- Data provided:
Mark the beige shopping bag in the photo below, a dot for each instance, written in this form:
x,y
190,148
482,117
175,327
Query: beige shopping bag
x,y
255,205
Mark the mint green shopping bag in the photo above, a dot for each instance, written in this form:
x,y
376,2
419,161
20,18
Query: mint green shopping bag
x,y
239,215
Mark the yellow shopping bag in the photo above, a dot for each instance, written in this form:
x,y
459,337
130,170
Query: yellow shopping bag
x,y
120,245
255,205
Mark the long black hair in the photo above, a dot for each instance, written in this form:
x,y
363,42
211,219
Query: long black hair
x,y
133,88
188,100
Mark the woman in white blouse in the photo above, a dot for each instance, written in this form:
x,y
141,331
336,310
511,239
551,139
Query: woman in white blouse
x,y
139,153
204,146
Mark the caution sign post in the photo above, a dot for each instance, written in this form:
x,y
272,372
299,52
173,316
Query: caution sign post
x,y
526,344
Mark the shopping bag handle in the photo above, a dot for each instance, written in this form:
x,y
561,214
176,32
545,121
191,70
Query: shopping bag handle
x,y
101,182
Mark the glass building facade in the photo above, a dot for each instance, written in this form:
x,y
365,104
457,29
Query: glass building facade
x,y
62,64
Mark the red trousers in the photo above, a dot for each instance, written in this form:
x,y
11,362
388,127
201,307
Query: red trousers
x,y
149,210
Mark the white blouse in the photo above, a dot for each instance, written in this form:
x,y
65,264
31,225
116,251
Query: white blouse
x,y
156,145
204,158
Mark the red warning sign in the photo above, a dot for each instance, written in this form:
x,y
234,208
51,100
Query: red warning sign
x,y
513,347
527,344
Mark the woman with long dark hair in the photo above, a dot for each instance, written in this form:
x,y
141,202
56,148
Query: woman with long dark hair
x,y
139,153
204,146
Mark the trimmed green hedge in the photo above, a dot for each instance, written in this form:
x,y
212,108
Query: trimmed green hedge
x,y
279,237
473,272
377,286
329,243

- The task: Rewrite all the lines of the records above as a single numbered list, leaving out any blank lines.

- Solution to the problem:
1. Mark the beige shopping bag in the photo below, a dot for each instance, written in this form:
2. x,y
3. 190,148
4. 482,117
5. 175,327
6. Query: beige shopping bag
7. x,y
8. 255,205
9. Mark the mint green shopping bag in the photo above, a dot for each instance, written in this form:
10. x,y
11. 376,2
12. 419,161
13. 20,18
14. Query: mint green shopping bag
15. x,y
16. 239,215
17. Mark the yellow shopping bag in the photo above, a dot for each instance, written in this form:
18. x,y
19. 459,337
20. 130,170
21. Query: yellow shopping bag
22. x,y
23. 120,245
24. 255,205
25. Mark the long black hair in the photo above, a dot for each instance, written in this form:
26. x,y
27. 363,42
28. 211,219
29. Query: long black hair
30. x,y
31. 133,88
32. 188,100
33. Mark the woman in white blouse in the photo above, a dot for each instance, written in this form:
34. x,y
35. 141,331
36. 336,310
37. 511,239
38. 551,139
39. Query: woman in white blouse
40. x,y
41. 139,153
42. 204,146
43. Mark the caution sign post in the photo above, a dot for each instance, written in this form:
44. x,y
45. 272,372
46. 299,52
47. 173,316
48. Query: caution sign post
49. x,y
50. 526,344
51. Mark the shopping bag handle in the photo above, a dot for each instance, written in this form:
52. x,y
53. 561,214
54. 176,32
55. 545,121
56. 191,70
57. Query: shopping bag handle
58. x,y
59. 101,182
60. Mark the glass building facade in the photo above, a dot for each instance, written in this form:
61. x,y
62. 365,104
63. 457,29
64. Query: glass building facade
65. x,y
66. 62,64
67. Mark the red trousers in the photo above, a dot for each instance, written in this form:
68. x,y
69. 11,362
70. 388,127
71. 201,307
72. Query: red trousers
73. x,y
74. 149,210
75. Mark the white blouse in the photo above, a dot for each instance, written in this form:
76. x,y
77. 65,264
78. 31,225
79. 116,251
80. Query: white blouse
81. x,y
82. 156,145
83. 204,158
84. Mark the red warning sign in the photo above, a dot for each instance, written in this form:
85. x,y
86. 234,208
87. 51,100
88. Query: red warning sign
89. x,y
90. 513,347
91. 527,344
92. Mark the woman with long dark hair in the photo above, a dot for each instance, written in this form:
93. x,y
94. 141,202
95. 56,148
96. Query: woman with long dark hair
97. x,y
98. 139,153
99. 204,146
100. Mark the trimmed green hedge in the photo above, a dot for each instance, written in this form:
101. x,y
102. 212,108
103. Query: trimmed green hedge
104. x,y
105. 279,237
106. 473,272
107. 377,286
108. 329,243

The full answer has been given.